**Page extract:**

_ _ _ _ _

Direct mail was interesting because as fidelity of targeting online was eroding due to IDFA, the targeting in direct mail was improving. Plus during the pandemic, response rates in BtoC direct mail increased as more folks were WFH. BtoB direct mail was challenging due to WFH, but also continued to perform very well. Plus I invented a new tracking system and response enhancement system for direct mail launched internally but available soon as a stand-alone tech at inceptor.com. 

MG: Back to Giving forward. What is one cause that you put your money toward and want to work with.

KL: Every one of the Giving Forward volunteers and staff have their own favorite nonprofit cause or brand. I tend to gravitate toward humanitarian causes focused on children.  We have found that some smaller nonprofits have unusually high engagement rates from their supporters, so those are the kinds of supporters that consume content, share content/sweepstakes and promote events. Those communities of supporters are really rewarding to work with. 

MG: Back to Didit. As you can see I have not had my meds today… What is your favorite keyword? I kid. What is next on your watch list and why?

KL: My favorite keyword is impact LOL. It has so many uses across marketing, cause marketing, politics, and social good.

The Didit team and I have a particular interest in the influencer and creator communities. With Ad-Blockers rampant and changes in media consumption behavior, the new form of spokesperson-driven marketing is influencer marketing. Like celebrities, they bring their own audiences, but at a lesser scale. Yet often their followers are highly engaged. I even transformed one of our agency acquisitions into an influencer-focused agency. TheHaloGroup. Great creative can come from anywhere and finding that creatie and deploying it with media dollars efficiently allows a brand to crush the competition. Will the professional copywriter and art director create the perfect campaign, or will it be an influencer? It shouldn’t matter as long as everyone is having fun along the way.

_ _ _ _ _

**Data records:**
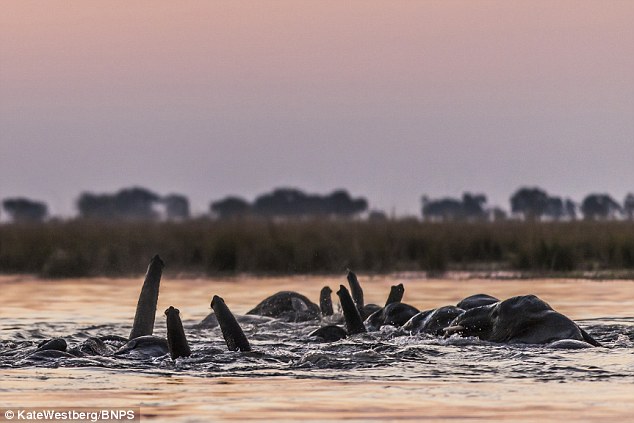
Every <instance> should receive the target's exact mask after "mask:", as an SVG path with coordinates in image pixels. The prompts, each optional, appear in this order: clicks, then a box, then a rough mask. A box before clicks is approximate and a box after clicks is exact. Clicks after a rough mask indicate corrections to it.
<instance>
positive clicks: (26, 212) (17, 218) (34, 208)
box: [2, 198, 48, 222]
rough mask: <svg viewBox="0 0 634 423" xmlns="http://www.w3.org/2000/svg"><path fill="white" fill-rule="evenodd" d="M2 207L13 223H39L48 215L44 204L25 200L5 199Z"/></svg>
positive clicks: (43, 219)
mask: <svg viewBox="0 0 634 423" xmlns="http://www.w3.org/2000/svg"><path fill="white" fill-rule="evenodd" d="M2 207H3V208H4V210H5V211H6V212H7V213H8V214H9V216H10V218H11V220H12V221H14V222H41V221H42V220H44V218H46V216H47V215H48V207H47V206H46V204H45V203H42V202H39V201H33V200H29V199H27V198H7V199H6V200H4V201H3V202H2Z"/></svg>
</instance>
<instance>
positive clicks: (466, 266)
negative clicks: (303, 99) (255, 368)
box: [0, 219, 634, 278]
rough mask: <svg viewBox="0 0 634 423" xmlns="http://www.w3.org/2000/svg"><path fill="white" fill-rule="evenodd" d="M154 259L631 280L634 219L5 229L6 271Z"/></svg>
mask: <svg viewBox="0 0 634 423" xmlns="http://www.w3.org/2000/svg"><path fill="white" fill-rule="evenodd" d="M156 253H158V254H160V255H161V257H162V258H163V259H164V261H165V262H166V263H167V266H168V267H167V268H166V271H167V272H169V274H179V273H186V274H197V275H210V276H213V275H235V274H241V273H248V274H254V275H288V274H309V273H310V274H338V273H341V272H342V271H344V270H345V269H346V268H351V269H355V270H356V271H359V272H363V273H393V272H403V271H413V272H429V274H432V275H435V274H442V273H443V272H445V271H464V272H476V273H478V272H484V273H486V272H489V273H494V272H499V271H512V272H518V273H519V274H520V275H530V277H535V276H537V277H540V276H544V275H545V276H555V277H556V276H558V275H560V276H565V277H568V276H570V275H573V277H574V275H602V276H598V277H599V278H604V277H605V278H610V277H609V276H610V275H612V276H616V278H621V277H620V276H624V277H625V278H629V277H631V276H632V275H634V222H631V221H607V222H593V221H574V222H516V221H505V222H451V223H449V222H448V223H429V222H419V221H415V220H388V221H380V222H370V221H344V220H317V219H315V220H294V221H280V222H273V221H267V220H255V219H245V220H233V221H212V220H204V219H201V220H191V221H185V222H100V221H87V220H72V221H58V222H47V223H43V224H30V225H26V224H3V225H0V273H4V274H7V273H32V274H38V275H40V276H43V277H84V276H125V275H137V274H139V271H140V269H145V267H146V266H147V263H148V260H149V258H150V257H152V255H154V254H156ZM584 277H586V276H584Z"/></svg>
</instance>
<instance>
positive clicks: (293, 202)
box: [209, 188, 368, 219]
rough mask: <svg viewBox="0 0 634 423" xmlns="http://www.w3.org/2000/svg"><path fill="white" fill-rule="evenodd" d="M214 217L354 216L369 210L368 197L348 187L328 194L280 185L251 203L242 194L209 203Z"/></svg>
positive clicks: (263, 194)
mask: <svg viewBox="0 0 634 423" xmlns="http://www.w3.org/2000/svg"><path fill="white" fill-rule="evenodd" d="M209 209H210V212H211V214H212V215H213V216H216V217H218V218H220V219H229V218H235V217H244V216H248V215H252V216H262V217H269V218H270V217H273V218H275V217H279V218H285V217H286V218H287V217H311V216H312V217H314V216H332V217H344V218H347V217H352V216H355V215H358V214H360V213H363V212H364V211H366V210H367V209H368V202H367V200H366V199H365V198H352V197H351V196H350V194H348V192H347V191H345V190H337V191H334V192H332V193H331V194H328V195H324V196H322V195H318V194H306V193H304V192H302V191H300V190H298V189H293V188H278V189H275V190H273V191H272V192H270V193H266V194H263V195H260V196H259V197H257V198H256V199H255V201H253V203H249V202H248V201H246V200H244V199H242V198H239V197H226V198H224V199H222V200H218V201H214V202H212V203H211V204H210V206H209Z"/></svg>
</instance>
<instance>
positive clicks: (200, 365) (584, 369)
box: [0, 275, 634, 422]
mask: <svg viewBox="0 0 634 423" xmlns="http://www.w3.org/2000/svg"><path fill="white" fill-rule="evenodd" d="M360 281H361V283H362V284H363V286H364V290H365V297H366V302H375V303H378V304H382V303H383V302H384V301H385V297H386V295H387V293H388V291H389V286H390V285H392V284H394V283H398V282H403V283H404V285H405V297H404V302H407V303H409V304H412V305H414V306H416V307H418V308H419V309H421V310H422V309H427V308H433V307H439V306H442V305H447V304H455V303H456V302H457V301H458V300H460V299H462V298H464V297H466V296H468V295H471V294H476V293H480V292H484V293H488V294H491V295H494V296H497V297H498V298H507V297H510V296H514V295H522V294H529V293H532V294H536V295H538V296H539V297H541V298H542V299H544V300H545V301H547V302H548V303H549V304H550V305H551V306H552V307H553V308H555V309H556V310H557V311H560V312H562V313H564V314H566V315H568V316H569V317H571V318H572V319H574V320H576V321H577V322H578V323H580V325H581V326H582V327H584V328H585V329H587V330H588V331H589V332H590V333H591V334H592V335H593V336H594V337H595V338H597V339H598V340H599V341H600V342H602V343H603V344H604V345H605V348H592V349H585V350H551V349H547V348H544V347H536V346H512V345H496V344H488V343H484V342H480V341H476V340H473V339H467V340H464V339H454V338H451V339H447V340H441V339H435V338H431V337H426V336H422V335H421V336H414V337H411V336H397V334H395V333H394V332H393V331H390V330H383V331H381V332H377V333H370V334H367V335H362V336H357V337H354V338H352V339H348V340H342V341H339V342H335V343H313V342H309V339H308V338H307V337H306V334H307V333H309V332H310V331H311V330H312V329H314V328H315V327H316V324H315V323H311V324H292V323H282V322H277V321H269V322H264V323H259V324H253V323H244V324H243V328H244V329H245V332H246V334H247V336H248V337H249V338H250V340H251V343H252V346H253V347H254V349H255V350H256V351H257V352H255V353H239V352H228V351H226V347H225V345H224V341H223V339H222V337H221V335H220V331H219V329H218V328H208V329H196V328H194V325H195V324H196V323H198V322H199V321H200V320H202V319H203V318H204V317H205V316H206V315H207V314H208V313H209V311H210V310H209V302H210V300H211V297H212V295H214V294H218V295H220V296H222V297H224V299H225V301H226V303H227V304H228V305H229V307H230V308H231V309H232V311H233V312H234V313H236V314H243V313H245V312H246V311H248V310H249V309H250V308H251V307H252V306H254V305H255V304H257V303H258V302H259V301H260V300H261V299H263V298H264V297H266V296H268V295H270V294H272V293H274V292H276V291H279V290H288V289H290V290H296V291H300V292H302V293H304V294H306V295H307V296H309V297H310V298H313V299H314V300H315V301H316V300H317V297H318V294H319V290H320V289H321V287H322V286H323V285H326V284H327V285H330V286H331V288H333V290H336V288H337V287H338V286H339V284H341V283H345V276H342V277H340V278H332V277H330V278H323V277H294V278H236V279H223V280H219V279H213V280H212V279H178V280H174V279H169V278H163V281H162V284H161V294H160V297H159V314H160V315H162V311H163V310H165V308H167V307H168V306H170V305H174V306H175V307H177V308H179V309H180V310H181V317H182V318H183V320H184V325H185V329H186V332H187V336H188V339H189V341H190V344H191V345H192V350H193V355H192V357H190V358H187V359H178V360H176V361H175V362H174V361H172V360H171V359H169V358H168V357H160V358H154V359H137V360H133V359H118V358H117V359H115V358H113V357H95V358H77V359H60V360H51V361H46V362H33V361H29V360H20V359H17V358H16V357H15V356H14V355H12V354H11V351H16V350H19V349H20V348H22V349H23V350H28V349H29V348H31V349H32V348H33V345H35V344H37V343H38V342H40V341H41V340H43V339H47V338H51V337H64V338H65V339H66V340H67V341H68V342H69V343H70V344H71V345H72V344H75V343H79V342H81V341H82V340H84V339H86V338H87V337H89V336H96V335H105V334H117V335H121V336H127V335H128V333H129V330H130V327H131V322H132V318H133V316H134V308H135V306H136V301H137V298H138V293H139V290H140V286H141V283H142V278H137V279H80V280H61V281H47V280H37V279H33V278H28V277H10V276H3V277H0V290H1V291H2V298H3V307H2V308H1V309H0V317H1V320H0V354H1V355H0V374H1V375H2V380H1V382H0V406H4V407H35V406H55V407H80V406H81V407H137V406H140V407H141V410H142V414H143V420H144V421H150V420H151V421H183V422H185V421H187V422H189V421H191V422H194V421H201V422H204V421H222V420H236V421H242V420H264V421H273V420H277V421H279V420H329V419H349V420H359V421H365V420H369V419H376V420H391V419H411V420H436V419H454V420H458V421H461V420H468V419H474V420H476V419H477V420H481V421H490V420H511V421H552V420H555V419H572V420H574V421H597V420H605V421H615V420H620V421H631V419H633V418H634V417H633V416H634V405H633V404H634V401H633V400H632V399H633V398H634V317H633V316H634V281H609V282H598V281H588V280H559V279H557V280H480V279H464V280H458V279H452V280H440V279H439V280H432V279H422V278H417V277H414V276H407V275H401V276H398V275H397V276H391V277H390V276H381V277H374V278H367V277H363V276H362V277H360ZM336 298H337V297H336V295H333V299H336ZM155 334H158V335H164V334H165V320H164V319H163V318H161V317H157V322H156V330H155Z"/></svg>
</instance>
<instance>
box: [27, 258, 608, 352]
mask: <svg viewBox="0 0 634 423" xmlns="http://www.w3.org/2000/svg"><path fill="white" fill-rule="evenodd" d="M163 267H164V264H163V261H162V260H161V259H160V257H159V256H158V255H156V256H154V257H153V258H152V260H151V261H150V264H149V266H148V269H147V273H146V275H145V280H144V282H143V287H142V289H141V294H140V295H139V301H138V304H137V308H136V314H135V317H134V323H133V326H132V330H131V332H130V336H129V337H128V338H125V337H121V336H117V335H106V336H101V337H92V338H89V339H87V340H85V341H83V342H82V343H80V344H79V345H76V346H73V347H70V346H69V345H68V344H67V342H66V340H65V339H63V338H53V339H47V340H45V341H42V342H41V343H40V344H39V345H38V346H37V348H36V350H35V351H33V352H32V353H30V356H31V357H32V358H41V359H46V358H62V357H81V356H86V355H113V356H118V355H127V354H129V353H135V354H141V355H143V356H155V357H158V356H163V355H165V354H169V355H170V356H171V358H172V359H177V358H179V357H187V356H189V355H191V349H190V347H189V344H188V342H187V337H186V334H185V330H184V329H183V325H182V322H181V319H180V316H179V311H178V309H176V308H174V307H172V306H170V307H169V308H168V309H167V310H165V315H166V317H167V319H166V322H167V339H165V338H162V337H158V336H155V335H153V331H154V320H155V316H156V308H157V303H158V293H159V285H160V280H161V275H162V272H163ZM347 280H348V285H349V287H350V290H348V289H347V288H346V287H345V286H343V285H340V287H339V290H338V291H337V296H338V297H339V303H340V305H341V307H340V309H341V313H335V312H334V309H333V303H332V299H331V294H332V290H331V289H330V288H329V287H327V286H326V287H324V288H322V290H321V293H320V298H319V304H315V303H313V302H312V301H311V300H309V299H308V298H307V297H305V296H304V295H302V294H300V293H297V292H294V291H282V292H278V293H276V294H274V295H271V296H270V297H268V298H266V299H264V300H263V301H262V302H260V303H259V304H258V305H257V306H255V307H254V308H253V309H252V310H250V311H249V312H248V313H247V316H241V317H239V318H238V319H236V317H235V316H234V315H233V314H232V313H231V311H230V310H229V308H228V307H227V305H226V304H225V302H224V300H223V299H222V298H221V297H219V296H217V295H214V297H213V299H212V301H211V308H212V309H213V312H212V313H211V314H210V315H209V316H207V317H206V318H205V319H204V320H203V321H202V322H200V323H199V324H198V325H197V326H198V327H199V328H200V327H216V326H220V330H221V332H222V335H223V337H224V339H225V342H226V344H227V347H228V349H229V350H232V351H251V346H250V344H249V340H248V339H247V337H246V336H245V334H244V332H243V331H242V328H241V327H240V324H239V322H238V320H241V321H243V320H244V319H246V320H244V321H249V322H250V323H253V322H256V323H257V319H258V318H262V319H264V318H266V319H280V320H283V321H285V322H311V321H314V322H315V325H316V326H319V327H317V328H316V329H315V330H313V331H312V332H311V333H310V334H309V335H308V336H309V338H310V339H313V340H314V341H315V342H334V341H337V340H340V339H343V338H346V337H349V336H354V335H357V334H361V333H365V332H367V331H376V330H380V328H381V327H382V326H384V325H390V326H393V327H396V328H397V330H399V331H401V332H402V333H403V334H404V335H413V334H428V335H431V336H438V337H449V336H462V337H475V338H479V339H481V340H484V341H490V342H496V343H516V344H517V343H519V344H547V345H548V346H552V347H554V348H571V349H576V348H588V347H593V346H594V347H598V346H601V344H599V342H597V341H596V340H595V339H594V338H593V337H592V336H591V335H590V334H589V333H587V332H586V331H585V330H584V329H582V328H581V327H579V325H577V324H576V323H575V322H573V321H572V320H571V319H569V318H568V317H566V316H564V315H563V314H561V313H558V312H557V311H555V310H553V309H552V308H551V307H550V306H549V305H548V304H547V303H546V302H544V301H542V300H541V299H539V298H538V297H536V296H534V295H524V296H517V297H512V298H508V299H506V300H499V299H498V298H495V297H492V296H490V295H486V294H478V295H473V296H470V297H467V298H465V299H463V300H462V301H460V302H459V303H458V304H456V305H447V306H443V307H439V308H435V309H431V310H424V311H420V310H418V309H417V308H415V307H413V306H411V305H409V304H406V303H403V302H402V301H401V300H402V298H403V294H404V287H403V284H398V285H394V286H392V287H391V290H390V293H389V296H388V298H387V301H386V303H385V305H383V306H379V305H376V304H365V303H364V300H363V290H362V288H361V285H360V284H359V281H358V280H357V277H356V275H355V274H354V273H353V272H351V271H348V275H347ZM260 316H262V317H260ZM249 319H251V320H249ZM325 322H329V323H333V324H326V325H324V324H325Z"/></svg>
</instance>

_ _ _ _ _

**Activity:**
Reproduce the interview excerpt above word for word, in full.

**Answer for the task:**
Direct mail was interesting because as fidelity of targeting online was eroding due to IDFA, the targeting in direct mail was improving. Plus during the pandemic, response rates in BtoC direct mail increased as more folks were WFH. BtoB direct mail was challenging due to WFH, but also continued to perform very well. Plus I invented a new tracking system and response enhancement system for direct mail launched internally but available soon as a stand-alone tech at inceptor.com. 

MG: Back to Giving forward. What is one cause that you put your money toward and want to work with.

KL: Every one of the Giving Forward volunteers and staff have their own favorite nonprofit cause or brand. I tend to gravitate toward humanitarian causes focused on children.  We have found that some smaller nonprofits have unusually high engagement rates from their supporters, so those are the kinds of supporters that consume content, share content/sweepstakes and promote events. Those communities of supporters are really rewarding to work with. 

MG: Back to Didit. As you can see I have not had my meds today… What is your favorite keyword? I kid. What is next on your watch list and why?

KL: My favorite keyword is impact LOL. It has so many uses across marketing, cause marketing, politics, and social good.

The Didit team and I have a particular interest in the influencer and creator communities. With Ad-Blockers rampant and changes in media consumption behavior, the new form of spokesperson-driven marketing is influencer marketing. Like celebrities, they bring their own audiences, but at a lesser scale. Yet often their followers are highly engaged. I even transformed one of our agency acquisitions into an influencer-focused agency. TheHaloGroup. Great creative can come from anywhere and finding that creatie and deploying it with media dollars efficiently allows a brand to crush the competition. Will the professional copywriter and art director create the perfect campaign, or will it be an influencer? It shouldn’t matter as long as everyone is having fun along the way.